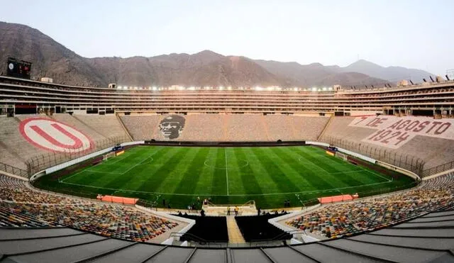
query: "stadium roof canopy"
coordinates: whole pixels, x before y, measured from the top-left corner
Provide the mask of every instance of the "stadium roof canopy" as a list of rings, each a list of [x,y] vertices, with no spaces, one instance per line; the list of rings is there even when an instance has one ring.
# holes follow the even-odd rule
[[[373,233],[305,245],[201,248],[138,243],[67,228],[0,228],[5,262],[454,262],[454,211]]]

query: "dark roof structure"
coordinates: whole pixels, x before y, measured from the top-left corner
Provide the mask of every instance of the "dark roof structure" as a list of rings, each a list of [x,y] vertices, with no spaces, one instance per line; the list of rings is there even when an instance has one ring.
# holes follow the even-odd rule
[[[454,211],[350,237],[283,247],[201,248],[125,241],[67,228],[0,228],[1,262],[454,262]]]

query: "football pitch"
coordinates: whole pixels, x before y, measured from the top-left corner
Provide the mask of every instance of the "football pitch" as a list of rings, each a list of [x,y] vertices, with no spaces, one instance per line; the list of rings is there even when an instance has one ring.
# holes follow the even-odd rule
[[[217,204],[253,200],[262,208],[321,196],[391,191],[413,181],[353,165],[314,146],[214,147],[136,146],[102,163],[38,186],[52,191],[135,197],[184,208],[210,198]]]

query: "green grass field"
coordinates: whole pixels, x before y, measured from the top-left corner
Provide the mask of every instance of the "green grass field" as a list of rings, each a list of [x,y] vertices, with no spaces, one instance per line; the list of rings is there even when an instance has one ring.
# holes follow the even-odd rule
[[[157,200],[158,206],[165,198],[173,208],[186,208],[197,196],[219,204],[254,200],[258,207],[271,208],[283,207],[287,198],[292,206],[301,206],[300,200],[377,194],[412,181],[405,176],[393,179],[312,146],[138,146],[58,179],[44,177],[37,186],[74,194]]]

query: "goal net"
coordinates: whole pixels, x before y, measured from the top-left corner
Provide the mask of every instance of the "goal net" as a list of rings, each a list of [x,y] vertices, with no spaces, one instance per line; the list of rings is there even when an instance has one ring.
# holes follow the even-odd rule
[[[345,155],[345,153],[336,152],[336,157],[338,157],[338,158],[342,159],[344,161],[348,161],[348,159],[347,158],[347,155]]]
[[[111,152],[109,153],[107,153],[104,155],[103,155],[102,157],[102,160],[103,161],[106,161],[107,160],[111,158],[111,157],[115,157],[115,152]]]

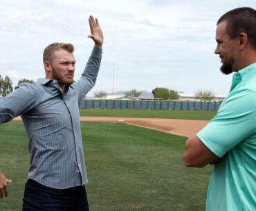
□ □ □ □ □
#### What you should do:
Extract each line of the entries above in which the word "query" appears.

#### The response:
query: "stadium roof canopy"
query: "dark roof structure"
query: "football pitch"
query: "green grass field"
query: "goal net"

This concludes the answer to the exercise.